» What to produce: Please copy, character for character, each line from the beginning of the listing to the line containing "# test: pointer drops one pin on the dark", including both.

» Provided entries:
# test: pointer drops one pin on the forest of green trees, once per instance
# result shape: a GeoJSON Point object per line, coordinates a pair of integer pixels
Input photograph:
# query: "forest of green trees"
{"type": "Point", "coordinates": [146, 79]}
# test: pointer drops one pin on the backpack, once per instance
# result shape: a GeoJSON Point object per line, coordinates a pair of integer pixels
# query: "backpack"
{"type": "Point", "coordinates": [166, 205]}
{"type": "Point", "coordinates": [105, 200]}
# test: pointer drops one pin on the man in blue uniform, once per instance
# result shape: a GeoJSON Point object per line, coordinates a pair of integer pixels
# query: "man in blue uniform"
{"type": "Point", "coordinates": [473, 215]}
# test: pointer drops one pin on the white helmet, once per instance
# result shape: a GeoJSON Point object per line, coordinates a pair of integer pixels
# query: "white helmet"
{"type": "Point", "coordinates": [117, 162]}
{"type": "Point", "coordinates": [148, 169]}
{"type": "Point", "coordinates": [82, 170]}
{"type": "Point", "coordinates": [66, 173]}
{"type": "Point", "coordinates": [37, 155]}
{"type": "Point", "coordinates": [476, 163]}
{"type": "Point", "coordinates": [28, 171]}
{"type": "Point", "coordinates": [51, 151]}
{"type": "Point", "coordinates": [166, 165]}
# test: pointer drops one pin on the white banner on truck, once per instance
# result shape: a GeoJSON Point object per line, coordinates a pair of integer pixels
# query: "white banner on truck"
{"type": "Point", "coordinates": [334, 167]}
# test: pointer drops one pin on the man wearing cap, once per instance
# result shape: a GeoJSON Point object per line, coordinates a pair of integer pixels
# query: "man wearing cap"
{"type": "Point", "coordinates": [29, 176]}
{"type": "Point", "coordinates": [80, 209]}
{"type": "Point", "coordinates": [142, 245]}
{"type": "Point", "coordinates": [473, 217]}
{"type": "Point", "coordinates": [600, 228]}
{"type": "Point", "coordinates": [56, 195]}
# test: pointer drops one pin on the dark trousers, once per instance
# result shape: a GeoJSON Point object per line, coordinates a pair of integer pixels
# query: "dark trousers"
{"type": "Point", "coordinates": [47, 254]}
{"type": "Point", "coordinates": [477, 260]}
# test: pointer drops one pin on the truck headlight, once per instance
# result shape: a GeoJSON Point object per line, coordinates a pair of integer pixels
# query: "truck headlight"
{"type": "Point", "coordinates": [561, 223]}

» Your solution:
# test: pointer drops one pin on the forest of green trees, once per instance
# result shape: a GeoJSON Point object per line, coordinates a pair of integer pixels
Input photograph:
# query: "forest of green trees"
{"type": "Point", "coordinates": [146, 79]}
# test: pointer drops one pin on the backpack, once per instance
# result shape: a GeoJSON Point object per line, coordinates a pair of integer pixels
# query: "backpack"
{"type": "Point", "coordinates": [166, 205]}
{"type": "Point", "coordinates": [105, 200]}
# test: pointer drops one pin on the man in blue uniform, once per instance
# result shape: a GeoJSON Point object per line, coordinates a pair of integer pixels
# query: "man in blue uniform"
{"type": "Point", "coordinates": [473, 215]}
# test: pointer drops one pin on the white helmet, once per instance
# result shape: a GeoJSON Point object per line, coordinates a pair of integer pixels
# query: "white helmet"
{"type": "Point", "coordinates": [117, 162]}
{"type": "Point", "coordinates": [148, 169]}
{"type": "Point", "coordinates": [82, 170]}
{"type": "Point", "coordinates": [66, 173]}
{"type": "Point", "coordinates": [37, 155]}
{"type": "Point", "coordinates": [476, 163]}
{"type": "Point", "coordinates": [28, 171]}
{"type": "Point", "coordinates": [51, 151]}
{"type": "Point", "coordinates": [166, 165]}
# test: pointer drops one pin on the white banner on truck, once per instance
# result shape: a GeoJSON Point object per line, coordinates a pair of integer pixels
# query: "white banner on truck"
{"type": "Point", "coordinates": [334, 167]}
# test: pointer drops one pin on the man wearing cap, once per instance
# result shape: a GeoJSON Point object per line, coordinates a pair of integer pixels
# query: "man wearing cap"
{"type": "Point", "coordinates": [29, 176]}
{"type": "Point", "coordinates": [80, 209]}
{"type": "Point", "coordinates": [142, 245]}
{"type": "Point", "coordinates": [473, 217]}
{"type": "Point", "coordinates": [600, 228]}
{"type": "Point", "coordinates": [56, 195]}
# test: pointer drops one pin on the dark trousers, once per instance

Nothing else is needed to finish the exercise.